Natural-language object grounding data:

------------------------------------------------------------

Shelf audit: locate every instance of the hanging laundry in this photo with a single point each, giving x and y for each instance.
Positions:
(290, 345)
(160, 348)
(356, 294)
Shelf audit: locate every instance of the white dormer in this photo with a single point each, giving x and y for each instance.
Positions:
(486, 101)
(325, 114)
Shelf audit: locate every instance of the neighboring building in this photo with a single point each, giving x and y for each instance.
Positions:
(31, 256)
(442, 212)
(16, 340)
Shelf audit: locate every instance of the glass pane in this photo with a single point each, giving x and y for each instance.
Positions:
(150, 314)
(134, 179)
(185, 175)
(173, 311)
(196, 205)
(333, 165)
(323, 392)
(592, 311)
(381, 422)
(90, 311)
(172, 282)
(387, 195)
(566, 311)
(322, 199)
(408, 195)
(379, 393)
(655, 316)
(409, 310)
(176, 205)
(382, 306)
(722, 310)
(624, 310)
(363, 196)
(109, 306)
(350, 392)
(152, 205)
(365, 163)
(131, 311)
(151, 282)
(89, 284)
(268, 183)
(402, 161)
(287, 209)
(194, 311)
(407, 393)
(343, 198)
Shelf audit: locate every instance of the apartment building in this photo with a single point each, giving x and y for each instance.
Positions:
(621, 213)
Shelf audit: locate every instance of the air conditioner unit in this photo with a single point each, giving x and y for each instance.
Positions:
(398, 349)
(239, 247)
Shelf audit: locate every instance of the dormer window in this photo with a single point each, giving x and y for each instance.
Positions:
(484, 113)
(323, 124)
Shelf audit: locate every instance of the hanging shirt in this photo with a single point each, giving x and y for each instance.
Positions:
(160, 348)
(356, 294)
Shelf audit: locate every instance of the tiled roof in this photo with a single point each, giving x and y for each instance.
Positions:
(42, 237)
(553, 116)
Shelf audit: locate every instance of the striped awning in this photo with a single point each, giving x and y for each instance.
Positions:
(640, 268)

------------------------------------------------------------

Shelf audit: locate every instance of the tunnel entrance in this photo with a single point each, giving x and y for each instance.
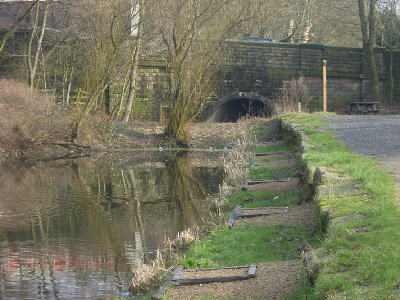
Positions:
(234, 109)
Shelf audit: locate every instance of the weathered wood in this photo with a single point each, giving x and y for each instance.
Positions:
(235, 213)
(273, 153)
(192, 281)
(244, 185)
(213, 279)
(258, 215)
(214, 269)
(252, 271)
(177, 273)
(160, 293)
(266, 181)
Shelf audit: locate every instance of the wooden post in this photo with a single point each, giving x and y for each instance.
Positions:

------------------------------------------------------------

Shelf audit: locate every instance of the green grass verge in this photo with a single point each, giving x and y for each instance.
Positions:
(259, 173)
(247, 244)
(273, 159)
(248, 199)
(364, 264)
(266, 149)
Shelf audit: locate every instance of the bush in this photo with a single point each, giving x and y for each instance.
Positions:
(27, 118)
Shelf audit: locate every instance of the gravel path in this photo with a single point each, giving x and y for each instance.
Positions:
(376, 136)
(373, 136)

------------------------------------------------------------

### Activity
Locate the word "dormer" in the records above, and return each line that has it.

### Response box
Shelf audit: locate every instance of the white dormer in this photo with a single point each, giving x and y for each instance.
Shelf audit: locate every instance of the dormer window in this photo with a single point each, giving x and y for each instance.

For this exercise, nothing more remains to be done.